Provided data Start Marker

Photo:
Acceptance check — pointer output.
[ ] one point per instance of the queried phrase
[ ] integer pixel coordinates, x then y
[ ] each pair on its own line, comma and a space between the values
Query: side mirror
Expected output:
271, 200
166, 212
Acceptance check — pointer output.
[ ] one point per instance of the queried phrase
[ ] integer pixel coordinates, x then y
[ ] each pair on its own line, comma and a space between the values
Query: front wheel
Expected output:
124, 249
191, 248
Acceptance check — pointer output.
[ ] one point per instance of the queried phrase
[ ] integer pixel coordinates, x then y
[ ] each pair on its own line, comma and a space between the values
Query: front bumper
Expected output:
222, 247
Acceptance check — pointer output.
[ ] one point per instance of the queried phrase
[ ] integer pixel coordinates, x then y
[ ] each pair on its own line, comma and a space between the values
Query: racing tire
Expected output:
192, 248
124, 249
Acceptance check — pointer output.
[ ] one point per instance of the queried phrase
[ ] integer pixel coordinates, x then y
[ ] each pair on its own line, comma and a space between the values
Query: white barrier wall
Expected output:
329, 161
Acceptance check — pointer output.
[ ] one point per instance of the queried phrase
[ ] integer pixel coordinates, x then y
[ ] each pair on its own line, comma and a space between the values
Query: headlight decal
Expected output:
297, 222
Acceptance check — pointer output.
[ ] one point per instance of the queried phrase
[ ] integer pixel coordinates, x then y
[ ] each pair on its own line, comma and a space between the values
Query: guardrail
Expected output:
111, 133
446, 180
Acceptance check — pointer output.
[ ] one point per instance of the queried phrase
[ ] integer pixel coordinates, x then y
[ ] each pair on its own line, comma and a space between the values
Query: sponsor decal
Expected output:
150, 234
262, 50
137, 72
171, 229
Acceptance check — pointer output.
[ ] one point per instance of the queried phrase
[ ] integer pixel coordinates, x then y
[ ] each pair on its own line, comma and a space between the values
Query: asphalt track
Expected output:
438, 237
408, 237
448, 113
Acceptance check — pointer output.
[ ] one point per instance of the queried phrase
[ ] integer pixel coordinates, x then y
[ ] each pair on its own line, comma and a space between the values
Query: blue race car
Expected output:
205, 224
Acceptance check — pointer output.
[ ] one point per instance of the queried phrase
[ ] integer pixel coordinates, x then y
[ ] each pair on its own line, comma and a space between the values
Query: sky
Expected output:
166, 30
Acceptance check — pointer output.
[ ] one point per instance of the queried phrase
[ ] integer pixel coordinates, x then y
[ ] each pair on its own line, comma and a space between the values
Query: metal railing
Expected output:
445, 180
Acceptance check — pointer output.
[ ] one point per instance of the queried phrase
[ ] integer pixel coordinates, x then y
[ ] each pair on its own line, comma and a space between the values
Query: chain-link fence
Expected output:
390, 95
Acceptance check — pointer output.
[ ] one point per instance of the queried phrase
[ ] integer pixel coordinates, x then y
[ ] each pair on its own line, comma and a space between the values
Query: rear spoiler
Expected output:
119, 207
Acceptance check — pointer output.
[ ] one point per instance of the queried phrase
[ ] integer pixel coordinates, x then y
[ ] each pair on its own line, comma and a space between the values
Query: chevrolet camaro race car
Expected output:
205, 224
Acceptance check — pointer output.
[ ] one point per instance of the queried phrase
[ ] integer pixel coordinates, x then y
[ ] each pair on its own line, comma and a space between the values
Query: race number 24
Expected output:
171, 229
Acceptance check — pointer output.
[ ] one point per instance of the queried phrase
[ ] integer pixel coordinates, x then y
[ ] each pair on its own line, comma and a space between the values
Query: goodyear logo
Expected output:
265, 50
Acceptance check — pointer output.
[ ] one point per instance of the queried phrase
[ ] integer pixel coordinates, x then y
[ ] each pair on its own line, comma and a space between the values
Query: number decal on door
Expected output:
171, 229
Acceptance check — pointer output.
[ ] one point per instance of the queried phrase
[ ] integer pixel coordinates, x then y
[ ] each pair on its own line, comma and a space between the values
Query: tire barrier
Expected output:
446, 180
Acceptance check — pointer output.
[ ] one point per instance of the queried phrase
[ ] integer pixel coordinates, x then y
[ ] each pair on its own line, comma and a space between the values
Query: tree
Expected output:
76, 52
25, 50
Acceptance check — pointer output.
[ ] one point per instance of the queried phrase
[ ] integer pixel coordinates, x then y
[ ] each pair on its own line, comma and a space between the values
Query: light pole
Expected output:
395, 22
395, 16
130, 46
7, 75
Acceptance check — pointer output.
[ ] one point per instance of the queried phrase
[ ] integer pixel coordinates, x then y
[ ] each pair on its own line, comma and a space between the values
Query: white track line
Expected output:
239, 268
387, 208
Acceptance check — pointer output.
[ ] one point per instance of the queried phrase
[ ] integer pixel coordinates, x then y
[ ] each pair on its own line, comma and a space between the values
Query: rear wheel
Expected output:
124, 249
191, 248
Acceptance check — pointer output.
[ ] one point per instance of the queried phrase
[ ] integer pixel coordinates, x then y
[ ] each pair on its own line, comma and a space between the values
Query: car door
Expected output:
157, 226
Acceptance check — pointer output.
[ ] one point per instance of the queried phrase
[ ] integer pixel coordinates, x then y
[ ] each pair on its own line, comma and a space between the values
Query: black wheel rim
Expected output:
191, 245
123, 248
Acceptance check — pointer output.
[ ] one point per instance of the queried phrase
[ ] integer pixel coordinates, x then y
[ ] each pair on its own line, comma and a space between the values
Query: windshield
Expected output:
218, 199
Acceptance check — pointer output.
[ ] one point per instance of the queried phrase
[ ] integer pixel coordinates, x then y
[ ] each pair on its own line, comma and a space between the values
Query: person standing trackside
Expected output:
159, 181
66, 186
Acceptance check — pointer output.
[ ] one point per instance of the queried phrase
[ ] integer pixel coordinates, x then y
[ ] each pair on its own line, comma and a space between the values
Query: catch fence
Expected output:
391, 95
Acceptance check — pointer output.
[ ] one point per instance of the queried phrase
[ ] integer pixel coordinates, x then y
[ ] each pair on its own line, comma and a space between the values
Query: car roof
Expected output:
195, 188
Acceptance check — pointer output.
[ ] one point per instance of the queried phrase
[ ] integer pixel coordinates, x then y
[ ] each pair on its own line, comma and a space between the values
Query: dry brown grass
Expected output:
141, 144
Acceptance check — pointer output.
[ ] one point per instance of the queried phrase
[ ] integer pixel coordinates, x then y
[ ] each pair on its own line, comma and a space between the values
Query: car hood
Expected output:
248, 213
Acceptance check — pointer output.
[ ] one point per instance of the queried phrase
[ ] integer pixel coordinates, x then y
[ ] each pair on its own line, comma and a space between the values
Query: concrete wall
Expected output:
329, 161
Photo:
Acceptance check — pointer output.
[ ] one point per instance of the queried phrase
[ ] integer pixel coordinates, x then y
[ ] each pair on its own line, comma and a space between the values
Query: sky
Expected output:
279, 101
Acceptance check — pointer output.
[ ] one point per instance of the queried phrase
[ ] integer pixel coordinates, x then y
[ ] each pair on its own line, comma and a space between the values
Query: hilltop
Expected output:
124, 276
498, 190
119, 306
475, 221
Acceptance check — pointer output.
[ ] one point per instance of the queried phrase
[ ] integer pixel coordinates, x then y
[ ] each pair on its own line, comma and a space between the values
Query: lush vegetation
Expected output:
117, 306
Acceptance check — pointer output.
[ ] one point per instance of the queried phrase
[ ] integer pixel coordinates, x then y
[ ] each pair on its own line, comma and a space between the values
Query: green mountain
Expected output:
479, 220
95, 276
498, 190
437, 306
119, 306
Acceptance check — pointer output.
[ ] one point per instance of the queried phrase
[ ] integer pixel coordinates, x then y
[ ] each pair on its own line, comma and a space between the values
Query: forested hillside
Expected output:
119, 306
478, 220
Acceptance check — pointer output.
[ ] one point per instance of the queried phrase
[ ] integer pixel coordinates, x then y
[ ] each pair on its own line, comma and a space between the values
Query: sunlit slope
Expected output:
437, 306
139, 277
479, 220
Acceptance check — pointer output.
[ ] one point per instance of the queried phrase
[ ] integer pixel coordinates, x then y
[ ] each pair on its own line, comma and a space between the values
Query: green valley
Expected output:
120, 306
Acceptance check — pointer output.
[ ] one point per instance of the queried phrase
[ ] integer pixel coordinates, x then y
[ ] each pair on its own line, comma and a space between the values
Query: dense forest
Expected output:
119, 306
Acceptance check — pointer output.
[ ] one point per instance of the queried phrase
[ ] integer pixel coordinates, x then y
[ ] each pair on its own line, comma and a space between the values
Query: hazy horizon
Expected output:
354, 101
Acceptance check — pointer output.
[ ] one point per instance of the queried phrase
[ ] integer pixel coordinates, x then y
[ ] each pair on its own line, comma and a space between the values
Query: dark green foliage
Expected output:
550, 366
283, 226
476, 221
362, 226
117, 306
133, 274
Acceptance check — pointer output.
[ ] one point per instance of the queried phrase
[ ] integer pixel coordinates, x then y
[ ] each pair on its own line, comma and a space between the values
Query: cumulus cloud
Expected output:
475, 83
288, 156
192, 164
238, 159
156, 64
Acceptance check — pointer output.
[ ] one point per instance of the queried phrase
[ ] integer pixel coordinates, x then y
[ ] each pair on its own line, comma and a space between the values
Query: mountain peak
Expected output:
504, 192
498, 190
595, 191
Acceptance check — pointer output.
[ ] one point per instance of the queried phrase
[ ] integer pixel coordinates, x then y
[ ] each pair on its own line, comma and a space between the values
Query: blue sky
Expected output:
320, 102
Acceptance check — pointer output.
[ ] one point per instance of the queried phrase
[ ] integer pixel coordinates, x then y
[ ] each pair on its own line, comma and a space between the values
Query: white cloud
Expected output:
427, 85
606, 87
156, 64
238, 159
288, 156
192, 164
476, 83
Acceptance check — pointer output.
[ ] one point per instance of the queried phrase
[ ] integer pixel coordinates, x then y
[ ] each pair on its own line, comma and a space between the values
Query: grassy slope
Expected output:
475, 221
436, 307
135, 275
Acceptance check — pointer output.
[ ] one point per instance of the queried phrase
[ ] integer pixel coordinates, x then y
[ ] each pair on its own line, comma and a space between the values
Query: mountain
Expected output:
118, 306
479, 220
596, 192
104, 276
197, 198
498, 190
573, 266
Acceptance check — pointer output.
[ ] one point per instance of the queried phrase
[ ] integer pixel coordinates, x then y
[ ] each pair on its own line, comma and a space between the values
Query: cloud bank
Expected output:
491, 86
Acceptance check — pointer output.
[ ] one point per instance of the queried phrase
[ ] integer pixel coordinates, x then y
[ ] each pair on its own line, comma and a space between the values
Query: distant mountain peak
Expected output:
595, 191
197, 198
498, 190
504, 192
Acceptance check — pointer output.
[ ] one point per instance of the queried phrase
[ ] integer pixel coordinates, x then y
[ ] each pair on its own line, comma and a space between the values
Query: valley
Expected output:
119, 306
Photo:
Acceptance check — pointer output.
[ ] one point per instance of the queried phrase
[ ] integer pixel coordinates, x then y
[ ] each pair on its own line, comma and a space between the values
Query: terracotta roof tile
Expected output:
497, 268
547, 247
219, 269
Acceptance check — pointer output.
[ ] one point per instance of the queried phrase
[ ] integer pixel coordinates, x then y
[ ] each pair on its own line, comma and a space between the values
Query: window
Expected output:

Provided data End Marker

- [Exercise directions] What lines above mention "rear"? Copy each one.

- [Output for this task]
Query: rear spoiler
Query: rear wheel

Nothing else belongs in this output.